Material for this task:
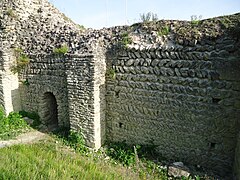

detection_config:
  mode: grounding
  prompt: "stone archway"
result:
[39,92,58,130]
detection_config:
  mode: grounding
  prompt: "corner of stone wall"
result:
[0,49,21,114]
[234,132,240,180]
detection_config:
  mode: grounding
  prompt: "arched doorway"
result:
[39,92,58,130]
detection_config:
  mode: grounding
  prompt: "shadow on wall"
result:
[234,131,240,180]
[11,88,22,111]
[39,92,58,131]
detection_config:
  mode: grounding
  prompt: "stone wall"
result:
[0,0,240,176]
[234,133,240,180]
[21,55,69,127]
[106,15,240,176]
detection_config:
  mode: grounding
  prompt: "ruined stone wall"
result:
[20,55,69,127]
[234,133,240,179]
[0,0,240,175]
[106,15,240,175]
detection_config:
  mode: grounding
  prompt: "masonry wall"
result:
[106,34,240,175]
[234,133,240,180]
[20,55,69,127]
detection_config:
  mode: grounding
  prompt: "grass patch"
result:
[121,32,133,48]
[19,110,41,128]
[0,140,138,180]
[53,45,68,55]
[158,25,170,36]
[0,107,30,140]
[11,48,30,74]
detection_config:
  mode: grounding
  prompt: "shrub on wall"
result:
[0,107,29,139]
[53,45,68,55]
[11,48,30,74]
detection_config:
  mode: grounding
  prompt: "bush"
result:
[53,45,68,55]
[11,48,30,74]
[19,110,41,128]
[121,32,132,47]
[0,107,29,139]
[140,12,158,23]
[106,142,140,166]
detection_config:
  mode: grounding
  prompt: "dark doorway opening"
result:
[40,92,58,131]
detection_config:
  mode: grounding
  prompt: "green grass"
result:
[0,140,142,180]
[53,45,69,55]
[0,106,30,140]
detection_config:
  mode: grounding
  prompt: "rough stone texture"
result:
[106,14,240,177]
[0,0,240,176]
[234,133,240,180]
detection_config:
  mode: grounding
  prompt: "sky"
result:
[49,0,240,29]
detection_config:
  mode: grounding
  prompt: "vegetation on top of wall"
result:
[5,8,17,18]
[77,24,86,31]
[106,68,116,80]
[158,25,170,36]
[191,15,202,26]
[140,12,158,23]
[120,32,133,47]
[53,45,68,55]
[11,48,30,74]
[0,106,29,140]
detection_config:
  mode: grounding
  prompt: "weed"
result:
[121,32,132,47]
[53,45,68,55]
[78,24,86,31]
[65,131,88,154]
[140,12,158,23]
[191,15,202,26]
[0,107,29,139]
[0,139,138,180]
[106,142,140,166]
[53,127,89,154]
[11,48,30,74]
[19,110,41,128]
[22,79,30,86]
[106,68,116,80]
[158,25,170,36]
[6,8,16,18]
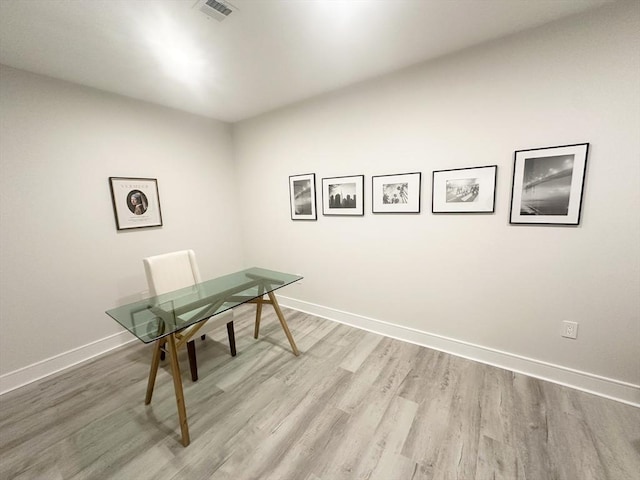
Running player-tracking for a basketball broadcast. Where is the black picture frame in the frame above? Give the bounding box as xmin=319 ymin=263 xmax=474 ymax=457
xmin=109 ymin=177 xmax=162 ymax=230
xmin=289 ymin=173 xmax=318 ymax=220
xmin=431 ymin=165 xmax=498 ymax=213
xmin=371 ymin=172 xmax=422 ymax=213
xmin=322 ymin=175 xmax=364 ymax=216
xmin=509 ymin=143 xmax=589 ymax=225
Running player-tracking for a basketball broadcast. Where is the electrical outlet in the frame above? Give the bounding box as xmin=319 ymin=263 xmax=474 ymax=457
xmin=562 ymin=320 xmax=578 ymax=339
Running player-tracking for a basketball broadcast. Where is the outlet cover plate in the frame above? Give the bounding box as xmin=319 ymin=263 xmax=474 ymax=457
xmin=562 ymin=320 xmax=578 ymax=339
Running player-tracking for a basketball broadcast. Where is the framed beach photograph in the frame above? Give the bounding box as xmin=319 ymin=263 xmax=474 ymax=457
xmin=431 ymin=165 xmax=498 ymax=213
xmin=371 ymin=172 xmax=422 ymax=213
xmin=509 ymin=143 xmax=589 ymax=225
xmin=109 ymin=177 xmax=162 ymax=230
xmin=289 ymin=173 xmax=318 ymax=220
xmin=322 ymin=175 xmax=364 ymax=215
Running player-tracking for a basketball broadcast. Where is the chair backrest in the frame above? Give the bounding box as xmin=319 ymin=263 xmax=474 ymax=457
xmin=142 ymin=250 xmax=201 ymax=296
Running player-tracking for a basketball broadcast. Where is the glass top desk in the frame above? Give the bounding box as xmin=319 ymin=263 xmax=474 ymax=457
xmin=106 ymin=267 xmax=302 ymax=447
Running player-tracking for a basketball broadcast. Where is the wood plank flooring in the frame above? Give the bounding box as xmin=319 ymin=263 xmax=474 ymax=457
xmin=0 ymin=307 xmax=640 ymax=480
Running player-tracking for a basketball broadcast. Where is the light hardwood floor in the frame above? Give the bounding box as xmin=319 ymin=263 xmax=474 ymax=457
xmin=0 ymin=307 xmax=640 ymax=480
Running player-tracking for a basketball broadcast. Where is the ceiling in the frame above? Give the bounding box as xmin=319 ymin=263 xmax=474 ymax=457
xmin=0 ymin=0 xmax=613 ymax=122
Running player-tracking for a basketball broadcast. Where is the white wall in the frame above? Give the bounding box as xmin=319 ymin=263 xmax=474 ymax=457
xmin=234 ymin=2 xmax=640 ymax=403
xmin=0 ymin=66 xmax=242 ymax=382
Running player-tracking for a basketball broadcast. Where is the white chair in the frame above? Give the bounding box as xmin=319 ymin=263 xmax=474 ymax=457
xmin=142 ymin=250 xmax=236 ymax=382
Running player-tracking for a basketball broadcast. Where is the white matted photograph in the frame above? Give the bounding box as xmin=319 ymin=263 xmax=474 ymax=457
xmin=322 ymin=175 xmax=364 ymax=215
xmin=509 ymin=143 xmax=589 ymax=225
xmin=371 ymin=172 xmax=422 ymax=213
xmin=289 ymin=173 xmax=318 ymax=220
xmin=109 ymin=177 xmax=162 ymax=230
xmin=431 ymin=165 xmax=498 ymax=213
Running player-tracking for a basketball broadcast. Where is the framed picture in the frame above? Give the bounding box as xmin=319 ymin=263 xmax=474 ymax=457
xmin=509 ymin=143 xmax=589 ymax=225
xmin=109 ymin=177 xmax=162 ymax=230
xmin=289 ymin=173 xmax=318 ymax=220
xmin=371 ymin=172 xmax=422 ymax=213
xmin=431 ymin=165 xmax=498 ymax=213
xmin=322 ymin=175 xmax=364 ymax=215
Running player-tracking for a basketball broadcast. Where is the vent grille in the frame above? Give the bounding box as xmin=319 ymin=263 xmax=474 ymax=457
xmin=195 ymin=0 xmax=238 ymax=22
xmin=205 ymin=0 xmax=232 ymax=17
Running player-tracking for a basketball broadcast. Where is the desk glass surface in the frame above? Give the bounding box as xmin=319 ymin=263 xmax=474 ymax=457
xmin=107 ymin=267 xmax=302 ymax=343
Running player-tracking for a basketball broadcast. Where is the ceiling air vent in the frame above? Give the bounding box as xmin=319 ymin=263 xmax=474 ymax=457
xmin=195 ymin=0 xmax=237 ymax=22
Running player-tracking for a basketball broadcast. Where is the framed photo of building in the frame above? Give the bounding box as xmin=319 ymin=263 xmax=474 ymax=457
xmin=322 ymin=175 xmax=364 ymax=215
xmin=431 ymin=165 xmax=498 ymax=213
xmin=371 ymin=172 xmax=422 ymax=213
xmin=509 ymin=143 xmax=589 ymax=225
xmin=289 ymin=173 xmax=318 ymax=220
xmin=109 ymin=177 xmax=162 ymax=230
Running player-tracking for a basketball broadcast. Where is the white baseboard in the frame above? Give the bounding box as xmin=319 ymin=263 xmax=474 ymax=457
xmin=0 ymin=296 xmax=640 ymax=407
xmin=278 ymin=296 xmax=640 ymax=407
xmin=0 ymin=332 xmax=135 ymax=395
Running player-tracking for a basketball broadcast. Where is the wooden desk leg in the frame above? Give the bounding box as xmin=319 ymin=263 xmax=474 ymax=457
xmin=167 ymin=333 xmax=191 ymax=447
xmin=269 ymin=292 xmax=300 ymax=357
xmin=144 ymin=338 xmax=166 ymax=405
xmin=253 ymin=288 xmax=264 ymax=338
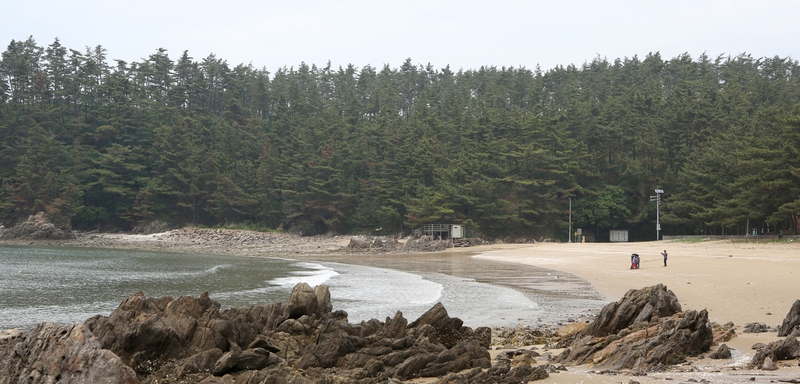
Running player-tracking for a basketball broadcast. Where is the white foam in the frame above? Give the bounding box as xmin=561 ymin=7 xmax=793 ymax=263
xmin=267 ymin=262 xmax=339 ymax=289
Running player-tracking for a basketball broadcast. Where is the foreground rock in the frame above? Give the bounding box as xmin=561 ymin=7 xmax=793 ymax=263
xmin=0 ymin=212 xmax=72 ymax=240
xmin=778 ymin=300 xmax=800 ymax=337
xmin=0 ymin=323 xmax=136 ymax=384
xmin=553 ymin=284 xmax=713 ymax=371
xmin=81 ymin=283 xmax=512 ymax=383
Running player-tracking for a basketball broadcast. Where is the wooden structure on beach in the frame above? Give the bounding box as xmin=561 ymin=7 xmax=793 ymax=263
xmin=417 ymin=224 xmax=464 ymax=240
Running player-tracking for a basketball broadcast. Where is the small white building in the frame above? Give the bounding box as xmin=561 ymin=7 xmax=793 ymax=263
xmin=608 ymin=229 xmax=628 ymax=243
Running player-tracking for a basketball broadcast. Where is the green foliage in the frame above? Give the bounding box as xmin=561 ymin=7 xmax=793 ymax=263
xmin=0 ymin=38 xmax=800 ymax=240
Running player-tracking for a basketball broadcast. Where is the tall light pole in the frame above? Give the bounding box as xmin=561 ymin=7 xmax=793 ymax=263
xmin=568 ymin=197 xmax=572 ymax=243
xmin=650 ymin=189 xmax=664 ymax=241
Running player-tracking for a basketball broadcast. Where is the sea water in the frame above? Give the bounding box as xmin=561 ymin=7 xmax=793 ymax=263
xmin=0 ymin=246 xmax=539 ymax=330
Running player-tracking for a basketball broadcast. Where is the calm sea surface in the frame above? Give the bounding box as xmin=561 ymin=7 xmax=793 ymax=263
xmin=0 ymin=246 xmax=540 ymax=330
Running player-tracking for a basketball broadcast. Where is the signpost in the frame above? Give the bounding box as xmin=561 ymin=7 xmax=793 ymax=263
xmin=567 ymin=197 xmax=572 ymax=243
xmin=650 ymin=189 xmax=664 ymax=241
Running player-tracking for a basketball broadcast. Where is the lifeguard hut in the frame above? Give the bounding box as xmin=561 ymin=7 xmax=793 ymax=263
xmin=418 ymin=224 xmax=464 ymax=240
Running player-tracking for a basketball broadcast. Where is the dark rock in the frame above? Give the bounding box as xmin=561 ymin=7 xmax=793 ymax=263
xmin=435 ymin=365 xmax=550 ymax=384
xmin=131 ymin=220 xmax=170 ymax=235
xmin=0 ymin=212 xmax=73 ymax=240
xmin=0 ymin=323 xmax=136 ymax=384
xmin=761 ymin=356 xmax=778 ymax=371
xmin=211 ymin=344 xmax=242 ymax=376
xmin=408 ymin=303 xmax=492 ymax=348
xmin=247 ymin=335 xmax=281 ymax=353
xmin=742 ymin=323 xmax=769 ymax=333
xmin=750 ymin=336 xmax=800 ymax=369
xmin=236 ymin=348 xmax=269 ymax=371
xmin=552 ymin=285 xmax=712 ymax=371
xmin=31 ymin=284 xmax=496 ymax=384
xmin=383 ymin=311 xmax=408 ymax=339
xmin=778 ymin=299 xmax=800 ymax=337
xmin=708 ymin=344 xmax=731 ymax=360
xmin=580 ymin=284 xmax=681 ymax=336
xmin=288 ymin=283 xmax=322 ymax=319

Objective:
Could you repeat, word for word, the lines from the one containing "the framed beach" through the one containing "xmin=106 ymin=267 xmax=302 ymax=447", both included?

Output of the exercise:
Running player-tracking for a basketball broadcast. Where is the framed beach photograph in the frame above? Give the bounding box as xmin=319 ymin=263 xmax=474 ymax=457
xmin=431 ymin=165 xmax=498 ymax=213
xmin=371 ymin=172 xmax=422 ymax=213
xmin=509 ymin=143 xmax=589 ymax=225
xmin=109 ymin=177 xmax=162 ymax=230
xmin=289 ymin=173 xmax=318 ymax=220
xmin=322 ymin=175 xmax=364 ymax=215
Running player-tracking for a basketball broadcast. Where is the chair backrest in the frame above? Give the bounding box as xmin=319 ymin=263 xmax=474 ymax=457
xmin=142 ymin=250 xmax=201 ymax=296
Running player-tracking for a basketball broadcast. Where is the glass top desk in the frame above? Give the bounding box as xmin=319 ymin=263 xmax=474 ymax=457
xmin=106 ymin=267 xmax=302 ymax=447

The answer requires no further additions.